▶ **EXERCISE**
Reproduce the listing below from its start through the line containing "[[470, 37]]", with both ends and the requests included. Multiply each answer coordinate by 2.15 and round to whole numbers, with halves rounding up, but leave the numbers in the requests and their format samples unchanged.

▶ **ENTRIES PROVIDED**
╔══
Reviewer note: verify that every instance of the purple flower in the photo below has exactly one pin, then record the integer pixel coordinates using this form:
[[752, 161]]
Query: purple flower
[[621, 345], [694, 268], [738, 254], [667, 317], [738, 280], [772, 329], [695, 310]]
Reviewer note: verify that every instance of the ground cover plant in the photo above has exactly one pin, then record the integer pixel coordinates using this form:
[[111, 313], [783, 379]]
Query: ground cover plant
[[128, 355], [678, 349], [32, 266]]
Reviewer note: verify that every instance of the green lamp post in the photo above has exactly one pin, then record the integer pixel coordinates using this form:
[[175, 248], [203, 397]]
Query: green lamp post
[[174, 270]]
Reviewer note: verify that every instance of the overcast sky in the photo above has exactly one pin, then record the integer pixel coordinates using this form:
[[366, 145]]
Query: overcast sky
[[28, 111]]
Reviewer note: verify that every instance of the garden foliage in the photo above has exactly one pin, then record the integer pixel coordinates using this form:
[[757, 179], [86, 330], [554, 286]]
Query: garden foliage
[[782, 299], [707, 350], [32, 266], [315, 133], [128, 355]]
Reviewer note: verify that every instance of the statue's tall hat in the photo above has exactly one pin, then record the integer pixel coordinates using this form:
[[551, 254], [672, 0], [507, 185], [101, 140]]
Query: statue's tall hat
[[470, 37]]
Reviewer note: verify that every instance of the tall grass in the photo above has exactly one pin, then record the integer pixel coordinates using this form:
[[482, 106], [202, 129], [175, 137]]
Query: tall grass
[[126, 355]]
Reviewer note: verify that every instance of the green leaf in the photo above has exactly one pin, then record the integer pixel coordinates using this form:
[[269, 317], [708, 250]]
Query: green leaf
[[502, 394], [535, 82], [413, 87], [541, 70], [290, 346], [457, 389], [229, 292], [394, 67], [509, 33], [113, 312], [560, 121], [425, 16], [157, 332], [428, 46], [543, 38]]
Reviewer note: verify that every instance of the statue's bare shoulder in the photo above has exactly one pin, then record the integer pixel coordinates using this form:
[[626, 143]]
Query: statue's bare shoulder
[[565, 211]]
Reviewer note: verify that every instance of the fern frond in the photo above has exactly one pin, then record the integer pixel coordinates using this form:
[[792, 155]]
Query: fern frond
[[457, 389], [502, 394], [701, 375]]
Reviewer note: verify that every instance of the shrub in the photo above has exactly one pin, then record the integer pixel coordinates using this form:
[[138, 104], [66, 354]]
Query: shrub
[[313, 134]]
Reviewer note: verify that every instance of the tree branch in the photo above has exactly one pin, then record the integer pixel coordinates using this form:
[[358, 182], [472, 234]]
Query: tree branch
╚══
▶ **FULL RESPONSE**
Reviewer note: verify that every instance of the purple flower in the photo below has exactly one pin, then record the integer pixel coordinates using this form:
[[752, 161]]
Query: purple flower
[[1335, 742], [1492, 576], [1587, 546], [1434, 682], [1587, 602], [1660, 707], [1494, 667]]
Reviewer note: verify that every instance of the ground cover plant in the photo above has exactly one pin, then record the integer pixel coordinates using this form:
[[111, 313], [783, 379]]
Query: ground cover plant
[[275, 763], [1458, 750], [69, 572]]
Reviewer note: verify that every instance of the green lamp post in the photo above has exactly one pin, then record the integer pixel coordinates using this form:
[[175, 248], [203, 397]]
Query: green lamp post
[[374, 581]]
Reviewer note: verify that every instance of the overcast sky in the photo above has exactly one pin, then record the integer pixel coordinates using this form:
[[366, 145]]
Query: overcast sky
[[60, 239]]
Reviewer note: verify that every instance of the garden foliage in the photo above has exactly one pin, then record the integer pixel coordinates using this form:
[[757, 179], [86, 330], [554, 286]]
Query: garden foliage
[[1681, 643], [1520, 753], [69, 572], [677, 286], [275, 763]]
Reviewer note: verify that every instance of the statue's tall hat in the photo above has exactly one pin, then record the integer pixel coordinates using this form:
[[551, 254], [672, 0], [507, 185], [101, 140]]
Query: statue's tall hat
[[1011, 80]]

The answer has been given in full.